**SUPPLIED MATERIAL**

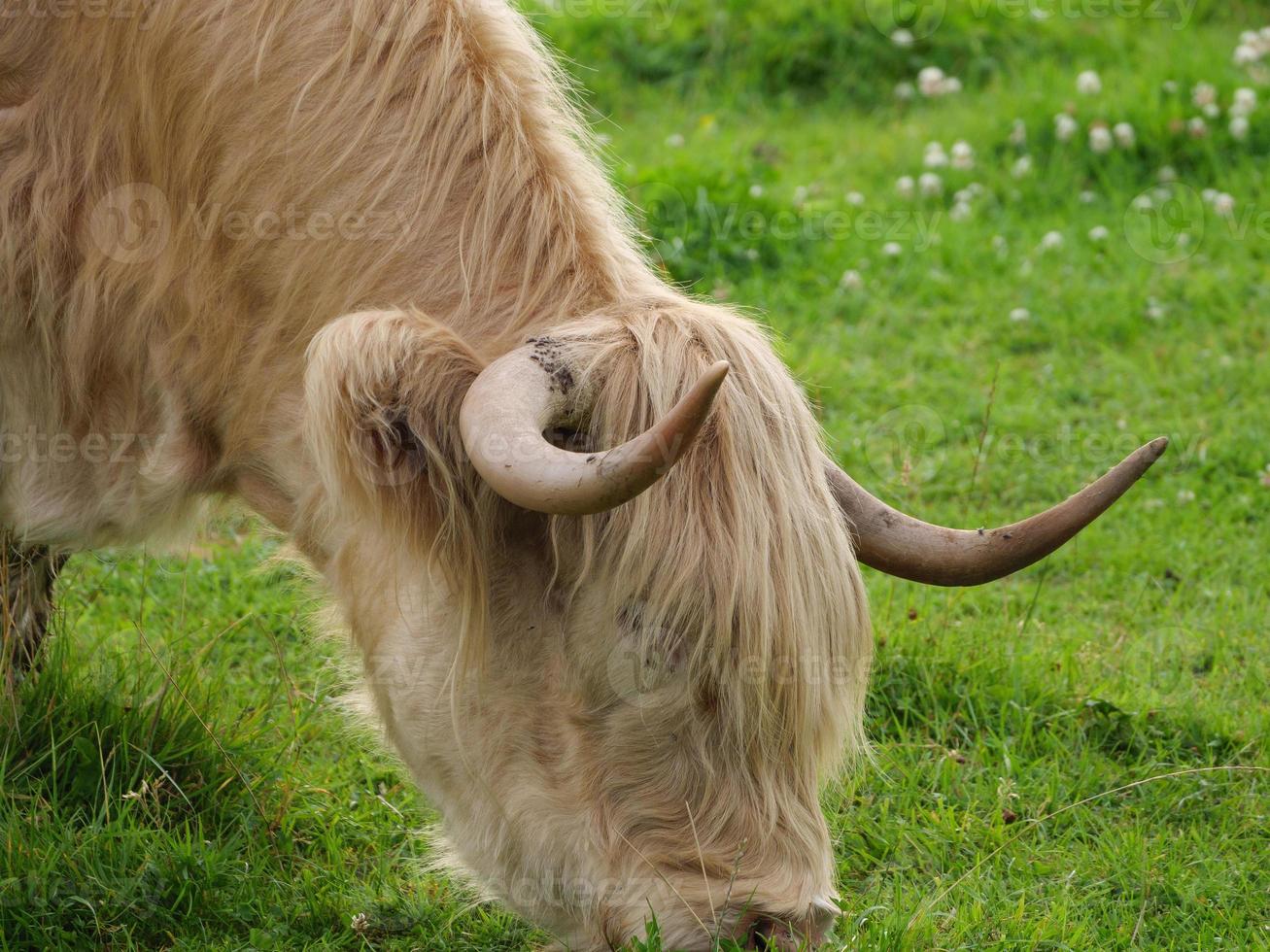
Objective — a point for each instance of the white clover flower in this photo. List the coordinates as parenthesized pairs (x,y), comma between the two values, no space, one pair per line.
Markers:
(930,82)
(1100,139)
(1204,94)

**EXERCISE REQUIREMENTS**
Please output the entries above as a two-column CSV with the headers instruction and points, one row per entry, putting its text and its answer each in one quoted field with line breaks replaced by spaces. Leave the pictures out.

**TASK RESPONSE**
instruction,points
"Objective — a point for each instance of the white clover flower in this photo. List the coordinates as parenthesized pairs (x,y), comma between the two values, no space, one pair per line. Markers:","(930,82) (1100,139) (1204,94)"